──────── SUPPLIED RECORDS ────────

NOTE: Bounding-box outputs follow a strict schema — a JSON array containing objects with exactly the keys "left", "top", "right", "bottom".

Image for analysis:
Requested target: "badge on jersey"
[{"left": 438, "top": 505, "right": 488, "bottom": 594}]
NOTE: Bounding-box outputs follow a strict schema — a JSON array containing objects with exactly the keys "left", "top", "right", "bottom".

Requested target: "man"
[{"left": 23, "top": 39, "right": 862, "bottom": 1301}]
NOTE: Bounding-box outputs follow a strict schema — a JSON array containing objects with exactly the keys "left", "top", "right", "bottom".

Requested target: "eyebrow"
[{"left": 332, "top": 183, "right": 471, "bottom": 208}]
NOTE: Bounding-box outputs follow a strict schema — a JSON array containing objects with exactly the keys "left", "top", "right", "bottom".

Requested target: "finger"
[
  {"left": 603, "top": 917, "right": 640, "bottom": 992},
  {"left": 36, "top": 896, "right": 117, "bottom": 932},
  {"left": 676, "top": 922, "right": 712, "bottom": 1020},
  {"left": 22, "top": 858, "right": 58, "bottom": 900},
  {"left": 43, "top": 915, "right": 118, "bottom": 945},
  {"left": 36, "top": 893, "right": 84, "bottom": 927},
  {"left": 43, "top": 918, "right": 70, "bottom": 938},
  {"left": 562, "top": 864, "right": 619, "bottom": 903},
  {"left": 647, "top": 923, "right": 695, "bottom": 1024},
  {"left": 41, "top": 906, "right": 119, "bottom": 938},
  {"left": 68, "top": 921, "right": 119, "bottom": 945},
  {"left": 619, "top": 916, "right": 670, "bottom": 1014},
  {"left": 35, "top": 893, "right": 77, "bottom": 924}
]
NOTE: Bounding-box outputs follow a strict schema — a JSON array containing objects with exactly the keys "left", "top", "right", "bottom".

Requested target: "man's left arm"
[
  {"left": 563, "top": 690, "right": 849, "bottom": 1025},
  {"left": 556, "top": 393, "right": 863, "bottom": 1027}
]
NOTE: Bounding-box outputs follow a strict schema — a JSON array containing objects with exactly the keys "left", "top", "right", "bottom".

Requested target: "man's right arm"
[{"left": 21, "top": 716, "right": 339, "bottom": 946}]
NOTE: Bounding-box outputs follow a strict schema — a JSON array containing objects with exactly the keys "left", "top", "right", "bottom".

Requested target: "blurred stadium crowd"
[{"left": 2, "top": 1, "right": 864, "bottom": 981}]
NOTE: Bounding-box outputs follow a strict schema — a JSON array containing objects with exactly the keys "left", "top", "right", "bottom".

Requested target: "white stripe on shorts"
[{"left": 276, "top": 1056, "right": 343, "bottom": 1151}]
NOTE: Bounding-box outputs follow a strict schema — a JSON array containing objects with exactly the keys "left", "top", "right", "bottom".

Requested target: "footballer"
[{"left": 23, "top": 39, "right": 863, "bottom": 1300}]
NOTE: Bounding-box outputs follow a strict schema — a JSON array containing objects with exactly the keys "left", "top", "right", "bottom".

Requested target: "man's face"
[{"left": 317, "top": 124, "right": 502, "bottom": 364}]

────────

▶ PROMPT
From the first line to the last, restate the data above exactly.

▶ FINAL ANSWER
NOTE: Bounding-box outputs follow a strict schema — a JSON array containing objects with exactly the keys "left", "top", "right", "bottom".

Image for analysis:
Requested target: "badge on jersey"
[{"left": 438, "top": 505, "right": 488, "bottom": 594}]
NOTE: Bounding-box outputs follow a strict schema — a JSON array containing objects with exactly the keys "left", "top", "right", "bottom".

Requested target: "man"
[{"left": 23, "top": 39, "right": 862, "bottom": 1301}]
NOTE: Bounding-box outputs follow a strict schema — a JSON array containing objects with exactly the keys "left", "top", "right", "bottom".

Requested target: "eyebrow"
[{"left": 332, "top": 183, "right": 471, "bottom": 208}]
NOTE: Bounding-box outputs follow a strict schema — a JSON array containing objects with exactly the keys "left", "top", "right", "bottom".

Requested target: "finger"
[
  {"left": 603, "top": 917, "right": 640, "bottom": 992},
  {"left": 36, "top": 896, "right": 117, "bottom": 932},
  {"left": 676, "top": 922, "right": 712, "bottom": 1020},
  {"left": 22, "top": 858, "right": 58, "bottom": 900},
  {"left": 43, "top": 915, "right": 118, "bottom": 945},
  {"left": 36, "top": 893, "right": 84, "bottom": 927},
  {"left": 43, "top": 918, "right": 70, "bottom": 938},
  {"left": 562, "top": 864, "right": 619, "bottom": 903},
  {"left": 647, "top": 923, "right": 695, "bottom": 1024},
  {"left": 41, "top": 906, "right": 119, "bottom": 938},
  {"left": 68, "top": 921, "right": 119, "bottom": 945},
  {"left": 619, "top": 916, "right": 670, "bottom": 1014},
  {"left": 35, "top": 893, "right": 77, "bottom": 924}
]
NOTE: Bounding-box outputs follow a strict schema — a JSON array containing objects with exactly the keys "left", "top", "right", "bottom".

Requested target: "man's left arm"
[
  {"left": 563, "top": 690, "right": 849, "bottom": 1025},
  {"left": 556, "top": 393, "right": 863, "bottom": 1027}
]
NOTE: Bounding-box outputs follow a strict schema — a JSON array containing objects with exactly the keys "left", "top", "right", "bottom".

Requested target: "man's right arm"
[{"left": 21, "top": 716, "right": 339, "bottom": 946}]
NOTE: Bounding-box outputs follow a strict schema — a JSON array containing objects with exactly the keys "left", "top", "right", "bottom".

Requested target: "blurred stadium crowd"
[{"left": 2, "top": 1, "right": 864, "bottom": 981}]
NOTE: Bounding-box outputs follow a strict schema — a JSON array containing objects with exactly the keys "left", "top", "right", "bottom".

Requested target: "white stripe on shorts"
[{"left": 276, "top": 1056, "right": 343, "bottom": 1151}]
NOTE: Bounding-box outputs follow a strict schema — a JSON array containing objects with exactly the keys "left", "top", "right", "bottom".

Requested target: "footballer"
[{"left": 23, "top": 39, "right": 863, "bottom": 1300}]
NOTE: Bounding-box outputs follow a strict schema — a JSON array containing objects with exactly the keys "left", "top", "right", "bottom".

Requested target: "man's face"
[{"left": 317, "top": 124, "right": 502, "bottom": 364}]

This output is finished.